◆ **Entries shown**:
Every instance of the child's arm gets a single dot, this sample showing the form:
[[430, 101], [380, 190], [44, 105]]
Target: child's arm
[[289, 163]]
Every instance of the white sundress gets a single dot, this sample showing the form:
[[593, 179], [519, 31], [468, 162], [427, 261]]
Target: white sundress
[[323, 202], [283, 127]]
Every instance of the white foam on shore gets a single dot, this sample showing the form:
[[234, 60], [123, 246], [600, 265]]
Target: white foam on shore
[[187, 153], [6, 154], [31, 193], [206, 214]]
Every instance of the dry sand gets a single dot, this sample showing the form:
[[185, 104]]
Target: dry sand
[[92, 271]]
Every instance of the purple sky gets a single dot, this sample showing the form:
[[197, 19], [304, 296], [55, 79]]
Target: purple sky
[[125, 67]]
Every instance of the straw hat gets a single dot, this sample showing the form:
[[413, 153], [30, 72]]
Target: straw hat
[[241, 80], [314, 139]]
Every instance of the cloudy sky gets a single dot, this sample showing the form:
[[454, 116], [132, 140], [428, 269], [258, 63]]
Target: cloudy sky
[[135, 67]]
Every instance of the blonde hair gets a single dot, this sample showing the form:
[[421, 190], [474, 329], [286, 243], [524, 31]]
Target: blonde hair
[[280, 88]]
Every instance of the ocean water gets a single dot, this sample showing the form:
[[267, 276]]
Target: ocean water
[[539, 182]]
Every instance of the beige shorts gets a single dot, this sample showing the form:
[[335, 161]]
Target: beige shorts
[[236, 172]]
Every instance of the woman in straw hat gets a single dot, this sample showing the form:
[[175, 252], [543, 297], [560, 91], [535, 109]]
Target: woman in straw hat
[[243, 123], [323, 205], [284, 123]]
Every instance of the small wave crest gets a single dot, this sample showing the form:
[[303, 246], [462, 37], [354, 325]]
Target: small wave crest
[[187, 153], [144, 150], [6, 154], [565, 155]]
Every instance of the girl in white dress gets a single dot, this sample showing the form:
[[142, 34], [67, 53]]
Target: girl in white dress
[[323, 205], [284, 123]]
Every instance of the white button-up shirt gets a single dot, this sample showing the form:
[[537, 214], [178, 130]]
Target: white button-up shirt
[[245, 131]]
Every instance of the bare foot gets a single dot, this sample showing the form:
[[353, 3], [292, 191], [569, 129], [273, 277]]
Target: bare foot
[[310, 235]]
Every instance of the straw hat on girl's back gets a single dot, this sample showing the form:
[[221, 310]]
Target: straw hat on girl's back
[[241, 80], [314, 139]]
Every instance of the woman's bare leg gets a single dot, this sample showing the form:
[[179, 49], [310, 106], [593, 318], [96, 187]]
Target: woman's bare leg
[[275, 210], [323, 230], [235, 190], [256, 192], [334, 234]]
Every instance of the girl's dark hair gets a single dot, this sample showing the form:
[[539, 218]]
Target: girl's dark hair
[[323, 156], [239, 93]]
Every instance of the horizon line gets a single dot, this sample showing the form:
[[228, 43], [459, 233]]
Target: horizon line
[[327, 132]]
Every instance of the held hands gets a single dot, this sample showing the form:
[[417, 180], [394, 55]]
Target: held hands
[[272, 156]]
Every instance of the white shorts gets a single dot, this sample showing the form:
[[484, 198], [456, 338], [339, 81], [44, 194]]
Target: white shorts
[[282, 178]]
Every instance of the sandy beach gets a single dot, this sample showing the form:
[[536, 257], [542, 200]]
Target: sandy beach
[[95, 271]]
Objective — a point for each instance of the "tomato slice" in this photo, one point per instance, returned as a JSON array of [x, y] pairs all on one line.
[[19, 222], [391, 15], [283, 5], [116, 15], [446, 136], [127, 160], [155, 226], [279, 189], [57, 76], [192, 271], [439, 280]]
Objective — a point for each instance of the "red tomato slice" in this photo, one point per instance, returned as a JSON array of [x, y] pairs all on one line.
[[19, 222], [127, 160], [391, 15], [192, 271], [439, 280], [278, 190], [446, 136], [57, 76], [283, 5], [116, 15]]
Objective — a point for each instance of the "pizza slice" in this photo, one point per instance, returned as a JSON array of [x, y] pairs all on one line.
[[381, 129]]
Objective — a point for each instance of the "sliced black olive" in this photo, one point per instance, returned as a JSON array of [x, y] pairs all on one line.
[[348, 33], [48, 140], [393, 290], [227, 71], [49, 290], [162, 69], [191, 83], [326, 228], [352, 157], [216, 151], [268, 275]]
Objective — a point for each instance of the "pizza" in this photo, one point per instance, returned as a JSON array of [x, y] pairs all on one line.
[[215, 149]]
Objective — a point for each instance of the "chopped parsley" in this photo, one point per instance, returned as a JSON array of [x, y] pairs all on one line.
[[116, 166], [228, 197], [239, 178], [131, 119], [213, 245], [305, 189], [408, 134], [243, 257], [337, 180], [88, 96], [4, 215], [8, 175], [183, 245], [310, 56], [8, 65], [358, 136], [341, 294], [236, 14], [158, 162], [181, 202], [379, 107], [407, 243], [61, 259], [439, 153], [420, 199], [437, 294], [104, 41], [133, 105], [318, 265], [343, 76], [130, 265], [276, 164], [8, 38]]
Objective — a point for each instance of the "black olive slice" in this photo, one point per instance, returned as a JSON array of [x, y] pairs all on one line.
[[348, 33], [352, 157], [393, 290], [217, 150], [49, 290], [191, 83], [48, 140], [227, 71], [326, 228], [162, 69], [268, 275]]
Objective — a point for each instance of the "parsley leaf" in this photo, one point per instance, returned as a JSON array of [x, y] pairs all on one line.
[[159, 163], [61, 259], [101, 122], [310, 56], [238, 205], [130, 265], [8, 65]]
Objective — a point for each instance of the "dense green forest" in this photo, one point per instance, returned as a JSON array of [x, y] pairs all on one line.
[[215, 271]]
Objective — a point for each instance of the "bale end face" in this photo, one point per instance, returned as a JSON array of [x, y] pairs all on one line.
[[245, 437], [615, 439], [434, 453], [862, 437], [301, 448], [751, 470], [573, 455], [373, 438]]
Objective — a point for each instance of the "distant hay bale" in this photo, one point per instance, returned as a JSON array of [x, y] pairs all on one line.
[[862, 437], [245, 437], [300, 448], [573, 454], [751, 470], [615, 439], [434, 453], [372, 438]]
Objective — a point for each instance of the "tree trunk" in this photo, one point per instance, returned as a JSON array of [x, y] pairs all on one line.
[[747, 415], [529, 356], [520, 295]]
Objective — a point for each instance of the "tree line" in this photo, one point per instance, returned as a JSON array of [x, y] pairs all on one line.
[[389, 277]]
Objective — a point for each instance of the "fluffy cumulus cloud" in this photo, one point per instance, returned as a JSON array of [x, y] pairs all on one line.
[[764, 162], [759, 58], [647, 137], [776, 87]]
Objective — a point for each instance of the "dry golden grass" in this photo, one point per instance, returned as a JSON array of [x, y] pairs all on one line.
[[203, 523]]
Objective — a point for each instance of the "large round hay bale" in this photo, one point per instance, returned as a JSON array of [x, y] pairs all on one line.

◆ **Work instructions**:
Exactly as written above, copy out all the records.

◆ **Finished exercise**:
Every instance of the child's arm gets a single dot, this sample showing the form:
[[430, 101], [380, 190], [44, 105]]
Target: child's arm
[[289, 163]]
Every instance of the white sundress gets a single dot, this sample showing the form:
[[593, 179], [519, 31], [468, 162], [427, 261]]
Target: white sundress
[[323, 202], [283, 127]]
Every instance of the white foam on shore gets a single dot, this sample showing the form:
[[234, 60], [123, 246], [600, 265]]
Target: white foam on shore
[[187, 153], [6, 154], [31, 193], [206, 214]]
Every instance of the dry sand gets a single dot, this sample showing the form:
[[185, 104]]
Target: dry sand
[[92, 271]]
Every instance of the purple sky gets a single dot, this sample showing the form:
[[197, 19], [304, 296], [55, 79]]
Target: purple sky
[[125, 67]]
Every instance of the straw hat gets a single dot, this sample showing the form:
[[413, 153], [30, 72]]
Target: straw hat
[[241, 80], [314, 139]]
Every instance of the cloudy sky gets a single dot, this sample showing the form:
[[454, 116], [132, 140], [428, 269], [258, 63]]
Target: cloudy sky
[[135, 67]]
Every instance of the blonde hair gets a single dot, this sample showing the form:
[[421, 190], [474, 329], [286, 243], [524, 31]]
Target: blonde hair
[[280, 88]]
Every instance of the ocean water gets a single dot, this sample showing the form:
[[267, 276]]
Target: ocean water
[[539, 182]]
Every instance of the beige shorts gets a single dot, this sample showing the form:
[[335, 161]]
Target: beige shorts
[[236, 172]]
Every instance of the woman in straw hat gets a single dot, this sample showing the form:
[[175, 252], [543, 297], [560, 91], [535, 109]]
Target: woman in straw hat
[[243, 123], [323, 205], [284, 123]]
Every instance of the small wave crest gets a single dot, this sample showing the form:
[[303, 246], [462, 37], [354, 325]]
Target: small wave crest
[[187, 153], [144, 150], [6, 154], [565, 155]]
Every instance of the girl in white dress gets a single dot, this sample showing the form:
[[142, 34], [67, 53]]
Target: girl in white dress
[[323, 205], [284, 123]]
Every instance of the white button-up shirt gets a single dot, this sample showing the form:
[[537, 214], [178, 130]]
Target: white button-up shirt
[[245, 131]]
Every instance of the bare foot gets a single dot, this sample showing the form:
[[353, 3], [292, 191], [569, 129], [273, 277]]
Target: bare foot
[[310, 235]]
Every instance of the straw hat on girl's back gets a single dot, this sample showing the form:
[[221, 310]]
Target: straw hat on girl's back
[[241, 80], [314, 139]]
Every instance of the woman's bare leg gets a single dot, this sample showing the form:
[[179, 49], [310, 106], [593, 318], [96, 187]]
Target: woman's bare leg
[[275, 210], [323, 230], [235, 190], [256, 192], [334, 234]]
Every instance of the girl's dark hair gets a single dot, this sample showing the form:
[[539, 218]]
Target: girl's dark hair
[[323, 156], [239, 93]]
Every instance of the horizon line gets a single dot, this sample showing the form:
[[228, 43], [459, 233]]
Target: horizon line
[[327, 132]]
Every instance of the held hands gets a single dot, this sample showing the form:
[[417, 180], [394, 55]]
Target: held hands
[[272, 156]]
Every instance of the white shorts gets a single dot, this sample showing the form:
[[484, 198], [456, 338], [339, 81], [44, 194]]
Target: white shorts
[[282, 178]]
Every instance of the sandy beach gets a single dot, this sample showing the form:
[[536, 257], [542, 200]]
Target: sandy beach
[[95, 271]]
Objective — a point for each instance of the "tomato slice" in this photo, one point per instance, returned as a JSON array of [x, y] pairs all on one line.
[[19, 222], [391, 15], [283, 5], [116, 15], [446, 136], [127, 160], [155, 226], [279, 189], [57, 76], [192, 271], [439, 280]]
Objective — a point for each instance of the "red tomato slice" in this photo, one point per instance, returned as a JSON array of [x, y] pairs all on one line.
[[19, 222], [127, 160], [391, 15], [192, 271], [439, 280], [278, 190], [446, 136], [57, 76], [283, 5], [116, 15]]
Objective — a point for each instance of the "pizza slice" in this photo, one point per instance, returned as a JSON array of [x, y] pairs all on one line.
[[381, 129]]
Objective — a point for each instance of the "sliced black olive" in this photo, one point per instance, returned as a JSON array of [x, y] pairs all on one line.
[[348, 33], [48, 140], [393, 290], [227, 71], [49, 290], [162, 69], [191, 83], [326, 228], [352, 157], [216, 151], [268, 275]]
Objective — a point for each instance of the "pizza" in this photo, one point per instance, returned as a JSON array of [x, y] pairs all on one line.
[[215, 149]]
Objective — a point for each instance of the "chopped parsley" in this photo, one point per instance, returned as a JSON array of [x, y] pairs all on one line.
[[116, 166], [228, 197], [239, 178], [131, 119], [213, 245], [305, 189], [408, 134], [243, 257], [337, 180], [88, 96], [4, 215], [8, 175], [183, 245], [310, 56], [8, 65], [358, 136], [341, 294], [236, 14], [158, 162], [181, 202], [379, 107], [407, 243], [61, 259], [439, 153], [420, 199], [437, 294], [104, 41], [133, 105], [318, 265], [343, 76], [130, 265], [276, 164], [8, 38]]
Objective — a point for each instance of the "black olive slice" in this photo, one point per instance, returned as a JSON array of [x, y] pairs all on one line.
[[348, 33], [352, 157], [393, 290], [217, 150], [49, 290], [191, 83], [48, 140], [227, 71], [326, 228], [162, 69], [268, 275]]
Objective — a point for each instance of the "parsley leaf" in this photo, one point per instance, returned as a JSON array of [x, y] pairs all on one line.
[[159, 163], [61, 259], [101, 122], [310, 56], [238, 205], [130, 265], [8, 65]]
Objective — a point for each instance of the "dense green forest" in this photo, one point per instance, returned as a JSON array of [x, y] pairs all on one line.
[[215, 271]]
Objective — a point for each instance of the "bale end face" in this photo, one point per instance, returned as a JSON array of [x, y] pairs all on one line.
[[245, 437], [615, 439], [434, 453], [862, 437], [301, 448], [751, 470], [573, 455], [373, 438]]
Objective — a point for each instance of the "distant hay bale" in this photo, one point per instance, returned as a JSON array of [x, y] pairs all on one line.
[[862, 437], [245, 437], [300, 448], [573, 454], [751, 470], [615, 439], [434, 453], [372, 438]]
Objective — a point for each instance of the "tree trunk" in this photo, one point per instance, returned as a JSON array of [x, y] pairs all on one line.
[[747, 415], [529, 356], [520, 295]]
Objective — a point for each instance of the "tree line" in this photo, one point per instance, returned as a JSON array of [x, y] pairs all on one line.
[[389, 277]]
Objective — a point for each instance of the "fluffy cumulus cloud" in this photo, one point per instance, returned as a JSON array of [x, y] pairs all on one line.
[[764, 162], [759, 58], [647, 137], [776, 87]]
Objective — a point for each instance of the "dry golden grass" in this photo, one point per instance, returned as a JSON array of [x, y] pairs all on one line.
[[203, 523]]
Objective — a point for each instance of the "large round hay bale" in this photo, one point per instance, returned as a JSON array of [x, y] pairs all on one line.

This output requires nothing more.